--- SUPPLIED TEXT Enclosed Below ---
Jedothek writes:
My point was not that the evidence for ID was overwhelming but that Wikipedia's beginning its article on ID with the term "pseudoscientific' was biased and juvenile.
In case someone hasn't already pointed this out, here's how the Wikipedia article on
Astrology begins:
quote:
Astrology is a pseudoscience that claims to divine information about human affairs and terrestrial events by studying the movements and relative positions of celestial objects.
Here's how the Wikipedia article on
Homeopathy begins:
quote:
Homeopathy or hom—opathy is a system of alternative medicine created in 1796 by Samuel Hahnemann, based on his doctrine of like cures like (similia similibus curentur), a claim that a substance that causes the symptoms of a disease in healthy people would cure similar symptoms in sick people. Homeopathy is a pseudoscience — a belief that is incorrectly presented as scientific.
Wikipedia's introduction to its
Flat Earth article includes this:
quote:
Despite the scientific fact of Earth's sphericity, pseudoscientific flat Earth conspiracy theories are espoused by modern flat Earth societies and, increasingly, by unaffiliated individuals using social media.
Describing pseudoscience as pseudoscience makes perfect sense, which Wikipedia typically seems to do right in the introduction.
--- End of Enclosed SUPPLIED TEXT ---
--- DATASET ENTRIES Enclosed Below ---
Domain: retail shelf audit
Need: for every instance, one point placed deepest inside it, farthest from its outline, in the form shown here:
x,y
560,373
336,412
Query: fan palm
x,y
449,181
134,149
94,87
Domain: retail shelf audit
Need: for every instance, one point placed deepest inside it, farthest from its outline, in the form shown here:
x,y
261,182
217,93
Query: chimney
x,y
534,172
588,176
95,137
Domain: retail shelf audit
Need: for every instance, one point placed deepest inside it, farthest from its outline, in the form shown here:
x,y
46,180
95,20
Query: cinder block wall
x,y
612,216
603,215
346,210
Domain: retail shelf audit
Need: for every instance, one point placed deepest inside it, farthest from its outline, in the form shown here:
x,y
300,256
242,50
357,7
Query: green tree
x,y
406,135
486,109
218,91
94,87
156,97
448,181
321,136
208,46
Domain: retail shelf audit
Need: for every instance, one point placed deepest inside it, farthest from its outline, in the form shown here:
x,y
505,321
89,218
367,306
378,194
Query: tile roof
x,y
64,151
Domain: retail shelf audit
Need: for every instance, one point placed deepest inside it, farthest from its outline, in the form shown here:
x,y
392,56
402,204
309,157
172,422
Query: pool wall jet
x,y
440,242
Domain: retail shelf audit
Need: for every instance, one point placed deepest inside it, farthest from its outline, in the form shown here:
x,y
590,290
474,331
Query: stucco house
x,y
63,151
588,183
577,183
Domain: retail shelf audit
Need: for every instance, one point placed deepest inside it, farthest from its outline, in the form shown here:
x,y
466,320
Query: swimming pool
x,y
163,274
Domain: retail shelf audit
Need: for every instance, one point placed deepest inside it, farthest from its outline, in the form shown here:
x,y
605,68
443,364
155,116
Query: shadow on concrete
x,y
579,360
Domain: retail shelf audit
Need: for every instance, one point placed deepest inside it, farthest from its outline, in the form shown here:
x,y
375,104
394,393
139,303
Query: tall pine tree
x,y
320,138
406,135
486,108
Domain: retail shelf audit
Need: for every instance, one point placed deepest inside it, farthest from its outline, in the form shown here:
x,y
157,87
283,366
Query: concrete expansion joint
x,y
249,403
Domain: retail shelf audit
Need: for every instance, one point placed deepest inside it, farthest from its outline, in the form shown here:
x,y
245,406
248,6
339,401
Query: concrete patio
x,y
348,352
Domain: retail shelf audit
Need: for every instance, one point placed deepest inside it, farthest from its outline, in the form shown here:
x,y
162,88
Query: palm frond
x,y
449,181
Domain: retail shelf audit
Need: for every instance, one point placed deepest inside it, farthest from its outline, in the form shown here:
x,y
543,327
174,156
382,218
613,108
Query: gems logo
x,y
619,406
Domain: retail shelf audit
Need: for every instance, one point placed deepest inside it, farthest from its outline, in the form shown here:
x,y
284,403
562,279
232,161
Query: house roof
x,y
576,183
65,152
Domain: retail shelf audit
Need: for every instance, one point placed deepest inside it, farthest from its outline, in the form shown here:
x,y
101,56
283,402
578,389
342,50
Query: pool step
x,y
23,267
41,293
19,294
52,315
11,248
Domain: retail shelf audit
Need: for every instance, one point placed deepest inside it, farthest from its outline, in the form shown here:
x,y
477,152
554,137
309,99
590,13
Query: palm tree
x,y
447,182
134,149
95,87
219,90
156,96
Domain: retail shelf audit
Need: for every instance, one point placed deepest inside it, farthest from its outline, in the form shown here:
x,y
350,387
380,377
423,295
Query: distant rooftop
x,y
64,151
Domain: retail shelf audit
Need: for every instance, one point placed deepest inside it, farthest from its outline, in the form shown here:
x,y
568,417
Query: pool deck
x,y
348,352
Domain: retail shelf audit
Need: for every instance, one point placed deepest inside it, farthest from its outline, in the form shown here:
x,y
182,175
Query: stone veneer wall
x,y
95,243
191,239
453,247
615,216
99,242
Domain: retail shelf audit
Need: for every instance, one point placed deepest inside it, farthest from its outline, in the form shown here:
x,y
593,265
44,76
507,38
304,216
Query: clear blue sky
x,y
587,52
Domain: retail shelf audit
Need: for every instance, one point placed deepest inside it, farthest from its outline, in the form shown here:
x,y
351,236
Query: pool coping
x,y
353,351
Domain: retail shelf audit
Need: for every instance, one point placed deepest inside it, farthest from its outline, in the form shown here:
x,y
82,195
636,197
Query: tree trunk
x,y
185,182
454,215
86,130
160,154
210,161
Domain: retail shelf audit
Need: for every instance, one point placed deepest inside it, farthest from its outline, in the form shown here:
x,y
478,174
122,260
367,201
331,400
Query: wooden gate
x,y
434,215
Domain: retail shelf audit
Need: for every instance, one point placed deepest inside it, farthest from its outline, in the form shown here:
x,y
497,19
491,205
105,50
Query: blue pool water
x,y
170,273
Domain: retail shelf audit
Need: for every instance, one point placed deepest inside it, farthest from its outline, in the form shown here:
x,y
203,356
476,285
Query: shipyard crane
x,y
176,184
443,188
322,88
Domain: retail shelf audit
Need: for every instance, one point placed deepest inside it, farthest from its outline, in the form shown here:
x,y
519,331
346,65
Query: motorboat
--- End of Enclosed DATASET ENTRIES ---
• _WORK ITEM 1_:
In the post on Wikipedia's wording, who created homeopathy according to the quoted article?
• _WORK ITEM 2_:
Echo the post on Wikipedia's wording, starting with "Wikipedia's introduction to" and going on through "in the introduction.".

• _EXPECTED OUTPUT 1_:
Samuel Hahnemann.

• _EXPECTED OUTPUT 2_:
Wikipedia's introduction to its
Flat Earth article includes this:
quote:
Despite the scientific fact of Earth's sphericity, pseudoscientific flat Earth conspiracy theories are espoused by modern flat Earth societies and, increasingly, by unaffiliated individuals using social media.
Describing pseudoscience as pseudoscience makes perfect sense, which Wikipedia typically seems to do right in the introduction.